Dataset entries
= Beginning of Section =

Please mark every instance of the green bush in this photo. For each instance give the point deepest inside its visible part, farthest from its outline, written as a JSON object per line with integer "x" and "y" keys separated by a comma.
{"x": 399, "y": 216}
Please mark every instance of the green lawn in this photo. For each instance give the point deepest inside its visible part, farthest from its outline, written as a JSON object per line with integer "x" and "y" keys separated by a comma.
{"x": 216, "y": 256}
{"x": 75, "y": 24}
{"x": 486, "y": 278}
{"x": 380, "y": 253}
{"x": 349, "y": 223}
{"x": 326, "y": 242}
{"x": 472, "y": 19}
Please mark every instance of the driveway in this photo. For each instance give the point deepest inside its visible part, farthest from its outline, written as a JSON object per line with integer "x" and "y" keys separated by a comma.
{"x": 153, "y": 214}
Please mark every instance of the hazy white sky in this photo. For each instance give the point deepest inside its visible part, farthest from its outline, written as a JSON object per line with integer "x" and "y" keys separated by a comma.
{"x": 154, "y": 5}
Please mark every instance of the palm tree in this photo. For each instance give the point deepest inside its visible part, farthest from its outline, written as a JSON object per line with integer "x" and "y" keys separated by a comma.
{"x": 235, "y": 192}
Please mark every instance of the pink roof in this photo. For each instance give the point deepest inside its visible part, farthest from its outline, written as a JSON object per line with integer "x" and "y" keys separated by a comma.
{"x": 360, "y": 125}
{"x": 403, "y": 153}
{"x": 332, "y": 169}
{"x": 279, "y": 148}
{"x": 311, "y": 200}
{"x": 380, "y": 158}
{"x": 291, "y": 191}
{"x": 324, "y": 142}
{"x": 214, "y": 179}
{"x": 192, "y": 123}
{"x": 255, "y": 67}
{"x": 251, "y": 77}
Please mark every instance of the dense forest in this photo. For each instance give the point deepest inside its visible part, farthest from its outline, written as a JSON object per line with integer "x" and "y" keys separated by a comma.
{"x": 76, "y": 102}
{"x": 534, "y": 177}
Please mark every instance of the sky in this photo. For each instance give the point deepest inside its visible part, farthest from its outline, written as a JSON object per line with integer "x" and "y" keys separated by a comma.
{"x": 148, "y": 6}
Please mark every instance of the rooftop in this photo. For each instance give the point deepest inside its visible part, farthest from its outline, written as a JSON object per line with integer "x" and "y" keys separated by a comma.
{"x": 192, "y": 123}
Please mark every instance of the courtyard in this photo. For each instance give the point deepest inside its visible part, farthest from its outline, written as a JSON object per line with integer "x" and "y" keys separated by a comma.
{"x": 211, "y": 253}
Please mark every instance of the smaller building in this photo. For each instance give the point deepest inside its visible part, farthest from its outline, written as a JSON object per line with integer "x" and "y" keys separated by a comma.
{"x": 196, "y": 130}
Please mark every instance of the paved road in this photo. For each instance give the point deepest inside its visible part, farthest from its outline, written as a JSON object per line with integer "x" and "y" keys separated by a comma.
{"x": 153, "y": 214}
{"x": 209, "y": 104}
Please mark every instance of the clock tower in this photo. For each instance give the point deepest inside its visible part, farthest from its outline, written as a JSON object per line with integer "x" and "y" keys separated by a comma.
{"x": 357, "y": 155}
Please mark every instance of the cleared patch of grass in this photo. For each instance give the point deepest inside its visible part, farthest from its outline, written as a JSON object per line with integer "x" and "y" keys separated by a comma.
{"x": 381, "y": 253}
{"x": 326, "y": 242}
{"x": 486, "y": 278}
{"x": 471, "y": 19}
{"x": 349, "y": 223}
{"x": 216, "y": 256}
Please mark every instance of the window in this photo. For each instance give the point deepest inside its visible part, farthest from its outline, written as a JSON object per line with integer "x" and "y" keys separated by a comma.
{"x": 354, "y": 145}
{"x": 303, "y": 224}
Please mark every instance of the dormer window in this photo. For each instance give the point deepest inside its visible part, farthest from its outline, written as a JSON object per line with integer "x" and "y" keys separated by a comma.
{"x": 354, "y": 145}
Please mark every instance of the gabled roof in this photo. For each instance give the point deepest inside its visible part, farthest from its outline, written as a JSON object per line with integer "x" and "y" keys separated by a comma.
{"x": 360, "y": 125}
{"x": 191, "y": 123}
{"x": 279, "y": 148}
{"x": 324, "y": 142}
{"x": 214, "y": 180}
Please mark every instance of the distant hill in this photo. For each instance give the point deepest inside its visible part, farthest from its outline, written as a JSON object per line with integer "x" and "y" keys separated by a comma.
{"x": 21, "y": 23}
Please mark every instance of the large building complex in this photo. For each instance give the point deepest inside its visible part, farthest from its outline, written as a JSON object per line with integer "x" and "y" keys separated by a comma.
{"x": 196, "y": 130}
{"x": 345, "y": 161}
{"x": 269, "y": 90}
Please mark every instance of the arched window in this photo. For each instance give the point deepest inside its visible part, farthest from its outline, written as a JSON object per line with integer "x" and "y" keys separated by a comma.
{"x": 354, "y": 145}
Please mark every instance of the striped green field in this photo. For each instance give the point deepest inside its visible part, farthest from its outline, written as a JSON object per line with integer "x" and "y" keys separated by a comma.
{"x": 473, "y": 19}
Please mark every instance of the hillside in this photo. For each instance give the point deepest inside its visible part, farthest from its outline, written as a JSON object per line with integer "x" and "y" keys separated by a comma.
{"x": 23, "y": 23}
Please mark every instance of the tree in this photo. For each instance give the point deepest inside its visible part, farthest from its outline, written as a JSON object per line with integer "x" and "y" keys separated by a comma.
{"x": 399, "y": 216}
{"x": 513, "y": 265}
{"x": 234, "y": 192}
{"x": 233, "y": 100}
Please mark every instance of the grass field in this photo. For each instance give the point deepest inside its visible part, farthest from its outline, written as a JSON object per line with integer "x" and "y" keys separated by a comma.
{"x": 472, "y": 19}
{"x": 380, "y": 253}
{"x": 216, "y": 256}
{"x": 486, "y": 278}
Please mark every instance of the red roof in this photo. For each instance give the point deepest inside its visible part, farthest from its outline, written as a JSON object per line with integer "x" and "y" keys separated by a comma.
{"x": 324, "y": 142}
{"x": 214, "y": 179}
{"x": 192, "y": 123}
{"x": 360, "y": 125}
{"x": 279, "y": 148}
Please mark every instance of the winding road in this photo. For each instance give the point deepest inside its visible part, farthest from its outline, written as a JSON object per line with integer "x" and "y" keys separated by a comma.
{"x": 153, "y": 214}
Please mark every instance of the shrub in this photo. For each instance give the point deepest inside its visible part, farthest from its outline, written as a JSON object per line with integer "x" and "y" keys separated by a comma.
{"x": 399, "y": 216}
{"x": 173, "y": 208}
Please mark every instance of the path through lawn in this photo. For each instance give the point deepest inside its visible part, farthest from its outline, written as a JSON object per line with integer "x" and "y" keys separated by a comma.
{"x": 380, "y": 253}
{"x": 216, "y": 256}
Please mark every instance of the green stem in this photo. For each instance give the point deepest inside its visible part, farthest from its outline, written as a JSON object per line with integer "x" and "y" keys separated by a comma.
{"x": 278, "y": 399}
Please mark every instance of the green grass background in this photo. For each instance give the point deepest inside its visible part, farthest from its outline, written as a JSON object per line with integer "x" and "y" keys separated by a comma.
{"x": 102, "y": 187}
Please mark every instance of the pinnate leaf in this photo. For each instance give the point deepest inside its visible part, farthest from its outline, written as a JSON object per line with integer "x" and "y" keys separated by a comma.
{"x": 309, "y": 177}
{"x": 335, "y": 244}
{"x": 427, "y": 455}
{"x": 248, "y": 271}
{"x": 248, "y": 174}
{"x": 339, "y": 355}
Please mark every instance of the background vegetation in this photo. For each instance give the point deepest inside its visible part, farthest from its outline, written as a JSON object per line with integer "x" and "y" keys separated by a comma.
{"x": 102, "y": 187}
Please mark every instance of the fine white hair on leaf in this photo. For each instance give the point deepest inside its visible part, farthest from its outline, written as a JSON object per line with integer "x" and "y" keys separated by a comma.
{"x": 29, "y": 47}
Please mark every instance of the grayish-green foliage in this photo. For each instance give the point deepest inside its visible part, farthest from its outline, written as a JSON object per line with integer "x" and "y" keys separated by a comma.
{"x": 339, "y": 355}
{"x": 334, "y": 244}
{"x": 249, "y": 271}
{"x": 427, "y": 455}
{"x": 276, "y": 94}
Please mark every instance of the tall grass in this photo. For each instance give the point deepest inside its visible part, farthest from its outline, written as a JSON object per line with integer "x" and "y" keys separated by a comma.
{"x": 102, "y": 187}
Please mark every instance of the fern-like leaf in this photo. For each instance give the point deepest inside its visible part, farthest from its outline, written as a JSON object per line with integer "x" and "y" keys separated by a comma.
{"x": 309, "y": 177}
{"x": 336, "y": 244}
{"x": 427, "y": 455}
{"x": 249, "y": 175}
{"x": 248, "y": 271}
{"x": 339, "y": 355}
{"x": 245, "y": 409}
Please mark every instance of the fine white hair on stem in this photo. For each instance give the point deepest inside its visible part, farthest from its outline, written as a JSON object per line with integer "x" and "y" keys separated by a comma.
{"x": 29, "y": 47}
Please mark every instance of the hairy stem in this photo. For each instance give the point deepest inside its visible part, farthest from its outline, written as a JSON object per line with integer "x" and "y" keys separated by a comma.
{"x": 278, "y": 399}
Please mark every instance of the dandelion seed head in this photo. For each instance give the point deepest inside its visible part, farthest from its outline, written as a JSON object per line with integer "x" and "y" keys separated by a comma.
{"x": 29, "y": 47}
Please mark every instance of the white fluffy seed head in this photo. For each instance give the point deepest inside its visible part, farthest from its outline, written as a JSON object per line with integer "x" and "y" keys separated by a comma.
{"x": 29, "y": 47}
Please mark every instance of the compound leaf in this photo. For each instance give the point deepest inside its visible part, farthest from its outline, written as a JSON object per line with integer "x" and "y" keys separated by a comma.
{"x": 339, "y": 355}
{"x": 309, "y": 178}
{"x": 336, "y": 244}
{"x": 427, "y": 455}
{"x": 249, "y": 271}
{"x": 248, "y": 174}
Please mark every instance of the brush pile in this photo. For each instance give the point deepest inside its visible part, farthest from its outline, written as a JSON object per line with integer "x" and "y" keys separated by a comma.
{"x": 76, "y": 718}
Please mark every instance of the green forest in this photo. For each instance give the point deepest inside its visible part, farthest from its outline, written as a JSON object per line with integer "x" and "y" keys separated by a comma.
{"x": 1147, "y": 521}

= End of Section =

_TASK DESCRIPTION:_ Having found the line with "Please mark every instance of the dandelion", transcribe it and each line after it to the end of the entries, with no other lines.

_ANSWER TO THIS PROBLEM:_
Please mark every instance of the dandelion seed head in this photo. For each instance give the point deepest inside its visible part, farthest from its outline, written as a JSON object per line with integer "x" and "y" keys separated by a comma.
{"x": 29, "y": 47}
Please mark every instance of the white fluffy seed head in this photo. For each instance give the point deepest inside its visible part, farthest from its outline, written as a JSON object per line with integer "x" and "y" keys separated by a comma.
{"x": 29, "y": 47}
Please mark every instance of the compound leaf in this photo. For each instance give the point deepest inside its visible part, farthest from its outline, written as a JSON object per line with integer "x" and "y" keys separated by a comma.
{"x": 339, "y": 355}
{"x": 309, "y": 178}
{"x": 336, "y": 244}
{"x": 427, "y": 455}
{"x": 249, "y": 271}
{"x": 248, "y": 174}
Please mark every instance of the brush pile in this photo. For each instance give the point deepest inside its visible part, farthest from its outline, written as a JSON object per line with integer "x" and "y" keys separated by a comma.
{"x": 76, "y": 718}
Please mark every instance of the green forest in this photo. For each instance give the point deepest inside its visible part, farthest from its outline, written as a JSON object per line with integer "x" and "y" keys separated by a comma.
{"x": 1147, "y": 521}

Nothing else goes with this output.